Records from a point labeling set:
═══

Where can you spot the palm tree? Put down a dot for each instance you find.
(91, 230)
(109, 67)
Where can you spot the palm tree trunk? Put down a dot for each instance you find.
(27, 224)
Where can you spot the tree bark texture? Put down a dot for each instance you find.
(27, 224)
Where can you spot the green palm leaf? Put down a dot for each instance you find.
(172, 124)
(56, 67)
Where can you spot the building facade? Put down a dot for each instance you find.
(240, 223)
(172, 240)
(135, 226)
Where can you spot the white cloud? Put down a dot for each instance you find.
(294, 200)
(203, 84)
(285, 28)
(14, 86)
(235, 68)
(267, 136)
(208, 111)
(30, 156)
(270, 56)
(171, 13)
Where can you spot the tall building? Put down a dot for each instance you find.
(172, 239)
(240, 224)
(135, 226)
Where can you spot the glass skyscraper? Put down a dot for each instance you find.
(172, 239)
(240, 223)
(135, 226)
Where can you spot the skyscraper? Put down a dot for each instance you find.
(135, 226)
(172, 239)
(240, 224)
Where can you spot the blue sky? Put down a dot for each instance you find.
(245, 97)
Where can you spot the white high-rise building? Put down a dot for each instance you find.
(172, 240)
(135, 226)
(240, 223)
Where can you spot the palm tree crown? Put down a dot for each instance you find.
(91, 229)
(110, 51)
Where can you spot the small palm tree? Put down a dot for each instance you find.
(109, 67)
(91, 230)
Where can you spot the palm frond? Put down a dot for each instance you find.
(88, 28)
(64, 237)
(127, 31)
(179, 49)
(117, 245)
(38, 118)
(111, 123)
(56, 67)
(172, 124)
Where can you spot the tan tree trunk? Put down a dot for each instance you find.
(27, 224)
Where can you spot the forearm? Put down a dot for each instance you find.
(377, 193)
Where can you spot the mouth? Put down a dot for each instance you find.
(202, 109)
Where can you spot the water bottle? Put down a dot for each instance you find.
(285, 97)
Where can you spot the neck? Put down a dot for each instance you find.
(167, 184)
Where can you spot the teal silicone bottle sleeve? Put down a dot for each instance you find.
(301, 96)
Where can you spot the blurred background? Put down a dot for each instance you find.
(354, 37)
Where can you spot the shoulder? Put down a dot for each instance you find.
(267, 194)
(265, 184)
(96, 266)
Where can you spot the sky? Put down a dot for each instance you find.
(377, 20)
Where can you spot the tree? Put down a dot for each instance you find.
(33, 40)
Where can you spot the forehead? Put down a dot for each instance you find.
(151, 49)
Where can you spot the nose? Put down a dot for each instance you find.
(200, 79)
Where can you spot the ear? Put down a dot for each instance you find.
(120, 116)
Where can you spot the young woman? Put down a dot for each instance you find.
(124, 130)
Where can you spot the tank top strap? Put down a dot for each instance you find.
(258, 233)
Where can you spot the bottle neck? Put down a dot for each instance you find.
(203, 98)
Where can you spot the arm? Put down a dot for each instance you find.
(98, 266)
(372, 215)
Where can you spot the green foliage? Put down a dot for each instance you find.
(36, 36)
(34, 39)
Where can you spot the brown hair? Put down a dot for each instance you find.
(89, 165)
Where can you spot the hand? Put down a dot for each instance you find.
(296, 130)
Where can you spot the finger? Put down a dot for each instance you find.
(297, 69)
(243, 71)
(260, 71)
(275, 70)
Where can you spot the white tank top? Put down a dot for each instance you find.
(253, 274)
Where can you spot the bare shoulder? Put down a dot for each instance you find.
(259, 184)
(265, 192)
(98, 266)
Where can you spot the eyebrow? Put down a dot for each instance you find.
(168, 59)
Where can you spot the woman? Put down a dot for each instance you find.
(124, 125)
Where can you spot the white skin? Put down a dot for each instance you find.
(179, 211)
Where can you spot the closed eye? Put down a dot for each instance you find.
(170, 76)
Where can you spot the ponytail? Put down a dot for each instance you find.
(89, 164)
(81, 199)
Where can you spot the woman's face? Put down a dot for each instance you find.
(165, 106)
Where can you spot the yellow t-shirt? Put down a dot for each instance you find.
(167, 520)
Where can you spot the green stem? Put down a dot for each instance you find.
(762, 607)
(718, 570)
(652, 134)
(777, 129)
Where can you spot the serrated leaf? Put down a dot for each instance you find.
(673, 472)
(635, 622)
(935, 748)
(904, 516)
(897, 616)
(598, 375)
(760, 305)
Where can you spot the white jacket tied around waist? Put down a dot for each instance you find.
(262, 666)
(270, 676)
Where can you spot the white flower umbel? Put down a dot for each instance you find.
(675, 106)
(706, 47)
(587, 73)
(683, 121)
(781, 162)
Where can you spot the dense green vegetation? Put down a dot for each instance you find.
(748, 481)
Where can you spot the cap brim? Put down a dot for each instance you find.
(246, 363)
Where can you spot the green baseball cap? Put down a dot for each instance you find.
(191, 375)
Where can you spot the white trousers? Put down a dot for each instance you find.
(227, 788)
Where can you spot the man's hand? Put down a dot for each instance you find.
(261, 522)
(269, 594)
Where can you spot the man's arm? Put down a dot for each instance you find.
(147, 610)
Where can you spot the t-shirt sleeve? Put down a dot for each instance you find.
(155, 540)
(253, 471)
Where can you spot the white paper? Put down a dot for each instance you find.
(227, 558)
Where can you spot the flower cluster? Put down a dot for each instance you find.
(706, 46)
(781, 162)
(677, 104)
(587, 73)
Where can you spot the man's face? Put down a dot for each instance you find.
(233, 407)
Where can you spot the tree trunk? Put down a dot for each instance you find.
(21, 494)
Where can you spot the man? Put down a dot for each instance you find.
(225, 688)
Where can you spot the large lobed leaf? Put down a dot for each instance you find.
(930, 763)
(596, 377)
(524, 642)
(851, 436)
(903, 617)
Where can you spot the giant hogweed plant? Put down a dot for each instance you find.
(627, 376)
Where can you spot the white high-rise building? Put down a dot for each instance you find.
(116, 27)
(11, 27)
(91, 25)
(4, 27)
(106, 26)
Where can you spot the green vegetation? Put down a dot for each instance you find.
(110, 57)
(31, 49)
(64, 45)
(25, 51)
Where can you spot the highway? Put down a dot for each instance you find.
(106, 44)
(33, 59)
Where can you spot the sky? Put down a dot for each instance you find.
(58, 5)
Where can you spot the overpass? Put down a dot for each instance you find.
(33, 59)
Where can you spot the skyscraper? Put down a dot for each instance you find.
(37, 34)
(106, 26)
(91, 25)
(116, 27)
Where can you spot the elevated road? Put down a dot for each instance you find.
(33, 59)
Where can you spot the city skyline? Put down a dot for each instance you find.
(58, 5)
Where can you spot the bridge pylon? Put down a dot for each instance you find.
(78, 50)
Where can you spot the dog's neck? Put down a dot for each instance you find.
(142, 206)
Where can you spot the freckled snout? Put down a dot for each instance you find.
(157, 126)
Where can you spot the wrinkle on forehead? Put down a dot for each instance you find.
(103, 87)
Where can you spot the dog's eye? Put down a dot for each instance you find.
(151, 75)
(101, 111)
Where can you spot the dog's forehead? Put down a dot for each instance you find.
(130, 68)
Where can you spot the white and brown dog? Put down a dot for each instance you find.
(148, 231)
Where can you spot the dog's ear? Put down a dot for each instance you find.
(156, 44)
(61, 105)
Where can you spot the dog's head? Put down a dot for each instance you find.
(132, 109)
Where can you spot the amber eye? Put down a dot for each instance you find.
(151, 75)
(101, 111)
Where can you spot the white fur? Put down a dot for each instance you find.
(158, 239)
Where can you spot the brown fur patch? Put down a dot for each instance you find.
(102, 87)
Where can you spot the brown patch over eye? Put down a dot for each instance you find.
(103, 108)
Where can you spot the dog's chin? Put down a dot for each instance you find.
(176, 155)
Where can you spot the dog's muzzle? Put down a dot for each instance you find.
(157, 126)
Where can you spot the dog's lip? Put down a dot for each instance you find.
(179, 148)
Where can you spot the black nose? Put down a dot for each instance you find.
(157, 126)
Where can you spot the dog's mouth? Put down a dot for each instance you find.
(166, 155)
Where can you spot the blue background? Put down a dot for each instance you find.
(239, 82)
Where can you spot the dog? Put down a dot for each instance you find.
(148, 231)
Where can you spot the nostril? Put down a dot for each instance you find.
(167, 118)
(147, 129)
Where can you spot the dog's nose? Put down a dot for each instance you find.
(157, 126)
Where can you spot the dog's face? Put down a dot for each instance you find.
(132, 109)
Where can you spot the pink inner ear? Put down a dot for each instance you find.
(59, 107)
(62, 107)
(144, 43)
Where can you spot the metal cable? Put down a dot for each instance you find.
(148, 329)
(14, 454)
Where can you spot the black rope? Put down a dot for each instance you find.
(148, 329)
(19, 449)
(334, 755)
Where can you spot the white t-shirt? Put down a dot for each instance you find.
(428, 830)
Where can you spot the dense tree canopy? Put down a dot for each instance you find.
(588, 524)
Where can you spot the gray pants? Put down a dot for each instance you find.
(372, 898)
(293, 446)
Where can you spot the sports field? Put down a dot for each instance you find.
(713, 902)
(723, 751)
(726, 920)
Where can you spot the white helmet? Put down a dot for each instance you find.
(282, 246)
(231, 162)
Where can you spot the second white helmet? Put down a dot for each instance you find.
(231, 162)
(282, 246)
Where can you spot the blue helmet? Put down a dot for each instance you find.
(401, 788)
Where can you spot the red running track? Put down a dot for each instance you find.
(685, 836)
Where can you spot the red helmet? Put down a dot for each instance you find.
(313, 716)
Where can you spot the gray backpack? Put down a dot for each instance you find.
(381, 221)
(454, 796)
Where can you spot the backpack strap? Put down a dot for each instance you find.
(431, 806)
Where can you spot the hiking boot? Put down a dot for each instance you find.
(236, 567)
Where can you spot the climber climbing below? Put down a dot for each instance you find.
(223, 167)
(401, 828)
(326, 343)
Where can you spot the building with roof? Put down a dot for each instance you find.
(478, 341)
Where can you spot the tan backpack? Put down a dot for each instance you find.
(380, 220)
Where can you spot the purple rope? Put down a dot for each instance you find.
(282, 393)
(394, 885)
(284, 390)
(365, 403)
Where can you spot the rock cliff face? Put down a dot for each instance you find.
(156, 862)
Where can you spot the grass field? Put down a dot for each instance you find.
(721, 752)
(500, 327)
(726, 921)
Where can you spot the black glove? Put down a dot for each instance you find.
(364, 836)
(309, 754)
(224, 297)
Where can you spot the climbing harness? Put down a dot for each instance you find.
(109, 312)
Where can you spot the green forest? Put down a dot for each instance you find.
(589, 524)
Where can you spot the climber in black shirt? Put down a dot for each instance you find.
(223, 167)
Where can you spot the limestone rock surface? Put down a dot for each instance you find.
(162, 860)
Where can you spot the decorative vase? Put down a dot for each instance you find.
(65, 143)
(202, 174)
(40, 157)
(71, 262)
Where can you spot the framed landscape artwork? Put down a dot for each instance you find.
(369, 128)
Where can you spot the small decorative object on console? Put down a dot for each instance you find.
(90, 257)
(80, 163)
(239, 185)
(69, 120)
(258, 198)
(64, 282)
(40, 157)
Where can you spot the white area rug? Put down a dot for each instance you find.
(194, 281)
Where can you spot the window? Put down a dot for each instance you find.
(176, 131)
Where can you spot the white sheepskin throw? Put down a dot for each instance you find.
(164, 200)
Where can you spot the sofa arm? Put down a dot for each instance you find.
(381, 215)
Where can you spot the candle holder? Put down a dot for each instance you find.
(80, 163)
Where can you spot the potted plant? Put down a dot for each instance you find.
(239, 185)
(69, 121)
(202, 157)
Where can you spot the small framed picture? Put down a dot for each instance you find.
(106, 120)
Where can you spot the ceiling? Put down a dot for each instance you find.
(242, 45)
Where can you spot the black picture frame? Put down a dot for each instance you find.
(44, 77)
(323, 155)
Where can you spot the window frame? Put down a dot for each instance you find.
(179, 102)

═══

◆ **What to work on**
Quote verbatim the line containing "Where can you spot the sofa" and every line after it through the end of the records above.

◆ **Task solution**
Where can you spot the sofa arm? Put down a dot for each instance you find.
(381, 215)
Where can you spot the candle holder? Put down a dot for each instance you find.
(80, 163)
Where can you spot the potted plant? Put down a dot for each instance you find.
(239, 185)
(69, 121)
(202, 157)
Where can you spot the small framed picture? Put down a dot for each instance you find.
(106, 120)
Where can you spot the ceiling? Put down a dot for each instance you find.
(242, 45)
Where can you spot the black picture frame? Put down a dot for each instance you find.
(44, 77)
(323, 155)
Where can you spot the window frame? Put down a dot for each instance you find.
(179, 102)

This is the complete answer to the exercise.